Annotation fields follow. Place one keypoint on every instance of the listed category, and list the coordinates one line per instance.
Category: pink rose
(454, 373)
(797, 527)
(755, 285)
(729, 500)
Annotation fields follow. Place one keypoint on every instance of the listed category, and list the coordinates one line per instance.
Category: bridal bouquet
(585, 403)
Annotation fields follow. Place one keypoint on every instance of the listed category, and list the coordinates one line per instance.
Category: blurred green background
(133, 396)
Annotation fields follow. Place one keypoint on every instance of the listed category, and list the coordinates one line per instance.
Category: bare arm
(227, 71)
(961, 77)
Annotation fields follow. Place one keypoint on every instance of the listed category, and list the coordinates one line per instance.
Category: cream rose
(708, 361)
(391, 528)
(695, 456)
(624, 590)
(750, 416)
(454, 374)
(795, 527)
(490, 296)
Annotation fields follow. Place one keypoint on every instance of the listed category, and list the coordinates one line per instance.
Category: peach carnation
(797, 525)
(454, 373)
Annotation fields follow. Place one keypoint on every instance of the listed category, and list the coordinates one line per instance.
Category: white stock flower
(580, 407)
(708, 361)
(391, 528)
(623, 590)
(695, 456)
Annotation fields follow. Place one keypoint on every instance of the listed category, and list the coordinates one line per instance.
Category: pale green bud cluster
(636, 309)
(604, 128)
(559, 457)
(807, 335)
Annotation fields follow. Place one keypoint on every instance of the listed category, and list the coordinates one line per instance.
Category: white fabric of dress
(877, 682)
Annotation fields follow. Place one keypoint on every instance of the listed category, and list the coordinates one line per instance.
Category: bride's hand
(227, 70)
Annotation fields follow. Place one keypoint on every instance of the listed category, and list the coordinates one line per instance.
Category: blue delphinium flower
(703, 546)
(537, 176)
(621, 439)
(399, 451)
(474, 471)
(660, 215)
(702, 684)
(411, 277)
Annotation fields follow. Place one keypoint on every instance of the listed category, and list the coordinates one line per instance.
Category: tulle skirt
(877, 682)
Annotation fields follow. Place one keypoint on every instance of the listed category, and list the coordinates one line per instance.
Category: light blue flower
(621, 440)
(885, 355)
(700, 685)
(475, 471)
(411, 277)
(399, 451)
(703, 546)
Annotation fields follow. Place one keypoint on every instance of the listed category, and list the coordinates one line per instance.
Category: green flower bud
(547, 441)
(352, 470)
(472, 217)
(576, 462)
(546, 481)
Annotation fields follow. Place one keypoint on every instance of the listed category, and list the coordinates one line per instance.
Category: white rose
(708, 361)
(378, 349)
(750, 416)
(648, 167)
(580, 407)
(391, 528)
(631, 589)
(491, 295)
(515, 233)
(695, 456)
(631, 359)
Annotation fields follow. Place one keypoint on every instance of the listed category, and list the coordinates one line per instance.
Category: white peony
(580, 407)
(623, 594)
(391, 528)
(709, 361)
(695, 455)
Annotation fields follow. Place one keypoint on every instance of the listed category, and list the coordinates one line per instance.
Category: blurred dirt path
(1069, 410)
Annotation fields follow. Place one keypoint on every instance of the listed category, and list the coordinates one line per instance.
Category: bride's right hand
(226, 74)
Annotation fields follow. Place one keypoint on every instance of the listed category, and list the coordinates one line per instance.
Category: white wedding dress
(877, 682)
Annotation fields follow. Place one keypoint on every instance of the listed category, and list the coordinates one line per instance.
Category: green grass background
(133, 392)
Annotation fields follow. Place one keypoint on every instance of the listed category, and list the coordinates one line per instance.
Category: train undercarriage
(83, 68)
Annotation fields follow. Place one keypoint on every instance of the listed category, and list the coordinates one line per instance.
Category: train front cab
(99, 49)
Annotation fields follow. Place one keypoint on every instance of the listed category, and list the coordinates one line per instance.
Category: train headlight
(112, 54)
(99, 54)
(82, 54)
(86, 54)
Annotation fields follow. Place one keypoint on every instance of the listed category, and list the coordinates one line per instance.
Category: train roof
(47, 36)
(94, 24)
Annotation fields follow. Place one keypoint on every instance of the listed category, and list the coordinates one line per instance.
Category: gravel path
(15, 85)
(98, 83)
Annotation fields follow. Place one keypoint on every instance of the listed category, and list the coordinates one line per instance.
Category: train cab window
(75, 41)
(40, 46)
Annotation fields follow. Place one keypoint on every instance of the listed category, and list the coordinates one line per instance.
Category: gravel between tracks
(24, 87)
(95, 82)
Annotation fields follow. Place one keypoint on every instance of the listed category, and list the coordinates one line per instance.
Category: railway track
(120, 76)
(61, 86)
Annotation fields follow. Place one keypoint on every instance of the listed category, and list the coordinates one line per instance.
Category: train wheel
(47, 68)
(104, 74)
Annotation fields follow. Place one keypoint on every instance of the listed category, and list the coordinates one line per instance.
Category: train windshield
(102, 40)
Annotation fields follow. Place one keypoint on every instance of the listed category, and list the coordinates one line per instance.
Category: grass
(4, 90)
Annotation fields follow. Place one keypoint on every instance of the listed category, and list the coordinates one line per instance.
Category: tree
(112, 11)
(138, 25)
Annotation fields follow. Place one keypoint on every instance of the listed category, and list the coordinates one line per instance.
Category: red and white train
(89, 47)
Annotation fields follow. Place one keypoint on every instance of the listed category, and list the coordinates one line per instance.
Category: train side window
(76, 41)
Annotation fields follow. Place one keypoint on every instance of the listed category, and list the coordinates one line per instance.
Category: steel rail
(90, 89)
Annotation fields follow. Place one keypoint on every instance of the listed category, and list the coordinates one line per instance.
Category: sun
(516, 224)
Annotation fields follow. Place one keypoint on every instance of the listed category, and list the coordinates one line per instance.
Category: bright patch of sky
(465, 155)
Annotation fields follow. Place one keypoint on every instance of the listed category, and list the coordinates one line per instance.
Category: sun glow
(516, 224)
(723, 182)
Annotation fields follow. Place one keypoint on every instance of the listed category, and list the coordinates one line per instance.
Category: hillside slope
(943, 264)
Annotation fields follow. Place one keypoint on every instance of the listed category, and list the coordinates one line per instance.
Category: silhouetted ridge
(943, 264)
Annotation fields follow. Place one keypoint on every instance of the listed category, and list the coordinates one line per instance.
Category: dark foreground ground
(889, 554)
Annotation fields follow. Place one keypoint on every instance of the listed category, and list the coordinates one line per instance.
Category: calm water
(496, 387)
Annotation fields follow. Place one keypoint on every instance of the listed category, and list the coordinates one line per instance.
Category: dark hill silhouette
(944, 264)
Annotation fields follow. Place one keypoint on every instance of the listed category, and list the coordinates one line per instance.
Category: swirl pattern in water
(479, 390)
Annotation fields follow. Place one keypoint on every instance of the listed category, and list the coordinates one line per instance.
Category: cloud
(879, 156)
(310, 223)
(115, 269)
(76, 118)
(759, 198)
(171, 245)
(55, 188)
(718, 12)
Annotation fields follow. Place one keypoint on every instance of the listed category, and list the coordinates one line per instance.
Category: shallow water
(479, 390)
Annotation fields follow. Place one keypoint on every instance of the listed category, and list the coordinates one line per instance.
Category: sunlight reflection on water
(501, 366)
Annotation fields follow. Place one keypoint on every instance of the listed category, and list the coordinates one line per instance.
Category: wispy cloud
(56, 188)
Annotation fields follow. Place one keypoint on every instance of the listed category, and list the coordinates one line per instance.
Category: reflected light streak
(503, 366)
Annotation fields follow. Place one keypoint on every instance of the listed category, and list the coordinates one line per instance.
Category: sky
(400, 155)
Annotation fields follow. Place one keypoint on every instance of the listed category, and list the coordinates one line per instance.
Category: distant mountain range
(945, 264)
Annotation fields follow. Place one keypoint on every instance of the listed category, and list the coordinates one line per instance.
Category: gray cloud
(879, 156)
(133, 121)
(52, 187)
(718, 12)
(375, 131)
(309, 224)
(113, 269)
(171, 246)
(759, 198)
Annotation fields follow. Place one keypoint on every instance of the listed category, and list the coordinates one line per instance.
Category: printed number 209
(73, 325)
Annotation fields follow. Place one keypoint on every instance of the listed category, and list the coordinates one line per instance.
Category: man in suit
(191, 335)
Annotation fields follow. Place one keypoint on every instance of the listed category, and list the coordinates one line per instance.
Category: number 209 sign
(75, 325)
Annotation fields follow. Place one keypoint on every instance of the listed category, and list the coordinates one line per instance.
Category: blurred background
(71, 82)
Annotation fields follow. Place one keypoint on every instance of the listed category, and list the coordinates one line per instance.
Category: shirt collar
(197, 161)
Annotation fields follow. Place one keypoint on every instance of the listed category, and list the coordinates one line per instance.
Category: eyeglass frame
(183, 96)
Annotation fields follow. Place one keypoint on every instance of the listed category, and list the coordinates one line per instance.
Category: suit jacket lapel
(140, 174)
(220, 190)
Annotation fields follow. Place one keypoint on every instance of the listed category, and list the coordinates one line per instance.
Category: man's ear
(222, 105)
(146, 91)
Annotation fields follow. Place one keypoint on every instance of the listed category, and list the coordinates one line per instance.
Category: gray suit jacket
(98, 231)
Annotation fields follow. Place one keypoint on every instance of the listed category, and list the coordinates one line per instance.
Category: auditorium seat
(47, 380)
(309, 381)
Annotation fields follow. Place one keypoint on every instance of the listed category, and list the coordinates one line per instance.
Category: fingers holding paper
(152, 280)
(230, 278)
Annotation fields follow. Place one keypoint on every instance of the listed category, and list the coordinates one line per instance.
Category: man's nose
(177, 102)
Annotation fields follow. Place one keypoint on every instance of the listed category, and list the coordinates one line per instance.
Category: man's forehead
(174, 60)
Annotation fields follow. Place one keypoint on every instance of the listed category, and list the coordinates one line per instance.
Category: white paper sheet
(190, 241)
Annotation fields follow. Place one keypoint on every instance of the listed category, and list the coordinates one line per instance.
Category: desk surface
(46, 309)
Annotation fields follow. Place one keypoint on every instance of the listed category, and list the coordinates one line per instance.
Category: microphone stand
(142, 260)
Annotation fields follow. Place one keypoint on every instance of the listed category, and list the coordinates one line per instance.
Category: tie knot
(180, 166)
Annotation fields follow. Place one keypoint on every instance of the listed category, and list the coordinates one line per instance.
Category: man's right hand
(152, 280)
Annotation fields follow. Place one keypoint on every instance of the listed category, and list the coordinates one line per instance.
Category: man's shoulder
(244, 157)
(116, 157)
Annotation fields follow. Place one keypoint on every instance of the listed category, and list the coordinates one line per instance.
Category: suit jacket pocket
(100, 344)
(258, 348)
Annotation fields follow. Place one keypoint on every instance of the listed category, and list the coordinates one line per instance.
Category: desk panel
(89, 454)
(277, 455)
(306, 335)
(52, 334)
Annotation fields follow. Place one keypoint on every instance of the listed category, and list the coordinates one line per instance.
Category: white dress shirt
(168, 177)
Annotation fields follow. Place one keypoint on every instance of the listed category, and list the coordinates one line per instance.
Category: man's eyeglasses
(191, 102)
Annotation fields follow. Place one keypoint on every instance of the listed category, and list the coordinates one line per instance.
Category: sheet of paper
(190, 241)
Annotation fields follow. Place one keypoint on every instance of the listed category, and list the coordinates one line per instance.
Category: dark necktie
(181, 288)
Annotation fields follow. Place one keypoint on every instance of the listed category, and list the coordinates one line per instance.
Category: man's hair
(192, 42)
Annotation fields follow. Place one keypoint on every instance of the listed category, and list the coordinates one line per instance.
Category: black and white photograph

= = = =

The exercise |
Which lines in the entries above contain the word "hand"? Pick out each one and copy it in full.

Finished exercise |
Category: bride's hand
Category: bride's right hand
Category: man's right hand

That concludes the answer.